What to do - Write out the data again in full, exactly as it reads.

(Pointing and labeling entries)
****

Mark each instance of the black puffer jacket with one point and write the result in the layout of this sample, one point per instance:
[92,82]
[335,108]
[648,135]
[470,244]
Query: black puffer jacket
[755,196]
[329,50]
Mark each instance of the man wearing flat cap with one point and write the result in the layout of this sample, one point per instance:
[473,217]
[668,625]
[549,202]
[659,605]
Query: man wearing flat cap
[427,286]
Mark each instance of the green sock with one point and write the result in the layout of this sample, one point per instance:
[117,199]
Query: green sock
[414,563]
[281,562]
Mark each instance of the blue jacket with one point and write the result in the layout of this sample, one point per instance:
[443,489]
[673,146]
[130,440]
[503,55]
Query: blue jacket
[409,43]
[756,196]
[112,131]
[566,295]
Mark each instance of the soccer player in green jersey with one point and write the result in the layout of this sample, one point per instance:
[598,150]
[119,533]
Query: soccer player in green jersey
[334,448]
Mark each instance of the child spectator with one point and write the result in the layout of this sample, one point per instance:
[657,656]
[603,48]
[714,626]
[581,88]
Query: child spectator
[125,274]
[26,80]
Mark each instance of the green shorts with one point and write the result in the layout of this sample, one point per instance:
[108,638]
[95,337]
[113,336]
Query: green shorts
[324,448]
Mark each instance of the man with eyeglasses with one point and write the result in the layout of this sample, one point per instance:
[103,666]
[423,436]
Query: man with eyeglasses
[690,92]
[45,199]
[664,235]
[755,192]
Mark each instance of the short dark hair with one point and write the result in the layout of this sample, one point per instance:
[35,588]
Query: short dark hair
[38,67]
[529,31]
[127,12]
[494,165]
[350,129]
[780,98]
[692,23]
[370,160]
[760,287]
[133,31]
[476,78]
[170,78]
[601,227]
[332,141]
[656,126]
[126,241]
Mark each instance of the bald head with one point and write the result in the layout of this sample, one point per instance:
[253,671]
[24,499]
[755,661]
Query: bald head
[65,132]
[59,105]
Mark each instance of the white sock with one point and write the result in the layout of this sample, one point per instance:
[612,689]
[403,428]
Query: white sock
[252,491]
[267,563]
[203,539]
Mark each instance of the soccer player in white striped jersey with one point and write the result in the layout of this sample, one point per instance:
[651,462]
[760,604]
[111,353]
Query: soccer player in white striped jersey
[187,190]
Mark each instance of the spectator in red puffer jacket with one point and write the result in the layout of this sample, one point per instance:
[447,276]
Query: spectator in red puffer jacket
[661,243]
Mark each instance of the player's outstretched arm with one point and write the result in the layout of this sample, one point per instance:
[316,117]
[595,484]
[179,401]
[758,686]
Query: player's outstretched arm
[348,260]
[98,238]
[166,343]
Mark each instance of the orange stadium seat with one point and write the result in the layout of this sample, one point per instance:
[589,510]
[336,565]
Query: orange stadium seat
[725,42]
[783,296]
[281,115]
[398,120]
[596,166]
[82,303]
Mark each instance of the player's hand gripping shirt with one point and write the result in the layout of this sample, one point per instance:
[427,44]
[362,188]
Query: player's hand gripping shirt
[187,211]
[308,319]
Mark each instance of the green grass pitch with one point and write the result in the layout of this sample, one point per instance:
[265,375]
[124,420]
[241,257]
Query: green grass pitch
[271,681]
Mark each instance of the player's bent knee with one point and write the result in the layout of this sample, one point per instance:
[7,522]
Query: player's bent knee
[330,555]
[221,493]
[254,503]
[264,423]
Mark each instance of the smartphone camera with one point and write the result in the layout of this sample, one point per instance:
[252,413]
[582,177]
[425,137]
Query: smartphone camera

****

Completed exercise -
Mark each instance of the black puffer jacket with one point and write the result in the layout of this sample, one point per instance:
[92,82]
[335,108]
[648,135]
[470,244]
Query: black puffer jacket
[755,196]
[329,50]
Mark each instance of the man wearing flat cap with one point and write the result in the layout of this sample, one point per instance:
[473,217]
[668,625]
[549,202]
[659,605]
Query: man wearing flat cap
[427,286]
Mark each instance of the green sock with one point and write the result in the layout of this sample, one point per instance:
[117,199]
Query: green sock
[414,563]
[281,562]
Mark each instance of the blue jacket with one point and write the result in the layout of this sample, one point per instance:
[443,489]
[673,146]
[130,440]
[503,55]
Query: blue jacket
[409,43]
[756,196]
[112,131]
[566,295]
Mark each instance of the soccer player in green jersey with one point and write the result in the layout of this sample, one point per instance:
[598,150]
[119,533]
Query: soccer player in green jersey
[334,448]
Mark each instance of the child spectator with one point and write the result in the layout of this sample, one point per instance:
[657,656]
[603,48]
[714,626]
[581,88]
Query: child spectator
[125,274]
[26,80]
Mark each instance of the green shorts with one point and write the result in the layout of this sample, one point per instance:
[108,638]
[95,337]
[113,336]
Query: green shorts
[324,448]
Mark each instance of the man with eyeglasses with one point and write the result in the layout of this sample, one point per instance:
[103,666]
[423,436]
Query: man with eyeglasses
[690,92]
[45,199]
[664,235]
[755,192]
Mark each instance of the short dark hair with one point and write the result in the layout of this sample, one point per instance:
[35,588]
Query: short dark hair
[38,67]
[529,31]
[127,12]
[494,165]
[350,129]
[780,98]
[692,23]
[370,160]
[760,287]
[133,31]
[476,78]
[170,78]
[601,227]
[332,141]
[656,126]
[126,241]
Mark each instance of the bald head with one point and write the result in the layout of this sample, one point per instance:
[253,671]
[24,499]
[755,661]
Query: bald head
[65,132]
[59,105]
Mark each instance of the white sock with one point and write the result in the layout of this sample, one point per instance:
[612,689]
[403,428]
Query: white sock
[252,491]
[267,563]
[203,539]
Mark each instance of the soccer player in white striped jersey with one point and write the result in the layout of this sample, one point per instance:
[651,462]
[760,604]
[111,353]
Query: soccer player in white striped jersey
[187,190]
Mark each instance of the spectator in red puffer jacket with one point and write the result in the layout of this sample, one point per instance:
[447,276]
Query: spectator in red puffer jacket
[661,243]
Mark each instance of the player's outstretched arm with one point and write the result in the layout of this sample, one point per instance:
[316,117]
[595,484]
[179,401]
[758,686]
Query: player's outstretched arm
[348,260]
[98,238]
[166,343]
Mark each instance of the orange stadium seat with one point and write the result in the layout of this sample, one point per instance:
[589,510]
[336,565]
Query: orange stadium seat
[725,42]
[783,296]
[281,115]
[398,120]
[596,166]
[82,303]
Mark each instance of the player's hand gripping shirt with one point and write the result in the layout of this sample, one point per instance:
[427,44]
[362,188]
Query: player's hand gripping shirt
[187,211]
[308,319]
Mark each instance of the green grass pitch with one point and write the result in the layout of this sample, one point per instance:
[265,375]
[124,420]
[241,257]
Query: green grass pitch
[271,681]
Mark each instance of the player's bent knee with one point and write the result in the layout of this sample, one point per instance:
[7,522]
Query: player's bent knee
[330,555]
[221,493]
[254,503]
[264,423]
Mark each instance of the smartphone camera with one point and write the result in the layout of this sample, one point per instance:
[252,413]
[582,177]
[425,137]
Query: smartphone camera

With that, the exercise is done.